Excerpts from point annotation data
+ + + + + + +

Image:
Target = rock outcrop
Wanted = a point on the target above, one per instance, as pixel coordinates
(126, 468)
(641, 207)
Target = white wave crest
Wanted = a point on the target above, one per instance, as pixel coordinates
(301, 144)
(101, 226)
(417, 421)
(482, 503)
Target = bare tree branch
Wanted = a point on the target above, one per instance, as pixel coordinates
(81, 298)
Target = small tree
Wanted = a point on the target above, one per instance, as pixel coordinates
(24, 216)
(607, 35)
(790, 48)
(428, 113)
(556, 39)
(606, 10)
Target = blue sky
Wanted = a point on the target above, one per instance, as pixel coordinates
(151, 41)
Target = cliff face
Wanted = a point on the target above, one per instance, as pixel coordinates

+ + + + + + +

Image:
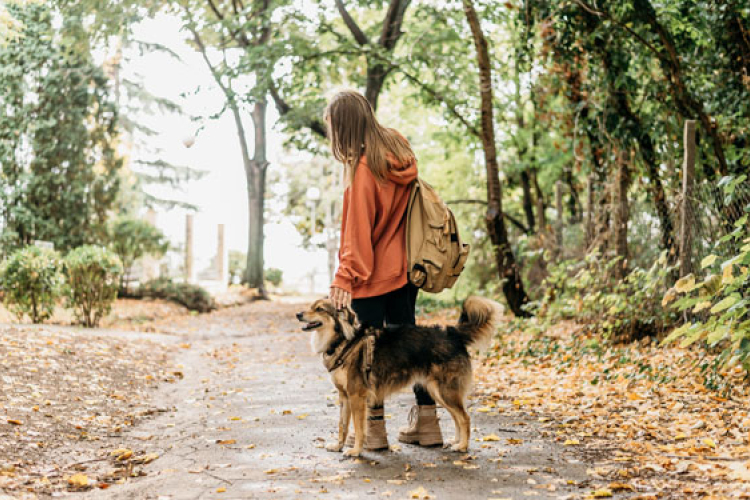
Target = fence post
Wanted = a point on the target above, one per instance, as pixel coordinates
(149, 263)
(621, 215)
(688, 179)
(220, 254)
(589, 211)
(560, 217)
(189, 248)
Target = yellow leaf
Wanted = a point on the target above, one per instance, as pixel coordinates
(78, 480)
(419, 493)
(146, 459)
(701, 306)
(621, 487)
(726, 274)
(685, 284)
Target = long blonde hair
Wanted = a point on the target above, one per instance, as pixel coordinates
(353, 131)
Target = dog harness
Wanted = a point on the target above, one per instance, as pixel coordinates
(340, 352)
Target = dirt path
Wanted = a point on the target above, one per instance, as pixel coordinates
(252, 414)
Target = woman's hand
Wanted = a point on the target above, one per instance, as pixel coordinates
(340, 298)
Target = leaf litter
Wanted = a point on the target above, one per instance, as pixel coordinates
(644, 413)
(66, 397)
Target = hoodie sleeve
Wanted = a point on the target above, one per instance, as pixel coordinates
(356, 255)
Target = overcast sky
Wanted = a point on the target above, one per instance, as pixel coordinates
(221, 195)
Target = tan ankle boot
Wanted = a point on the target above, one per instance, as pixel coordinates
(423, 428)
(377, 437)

+ + + + + + +

### [Written task]
Locate every line in the listing above that contains the word "tree", and reproduce each such line in full.

### [Response]
Target = bare tree branch
Target = small tree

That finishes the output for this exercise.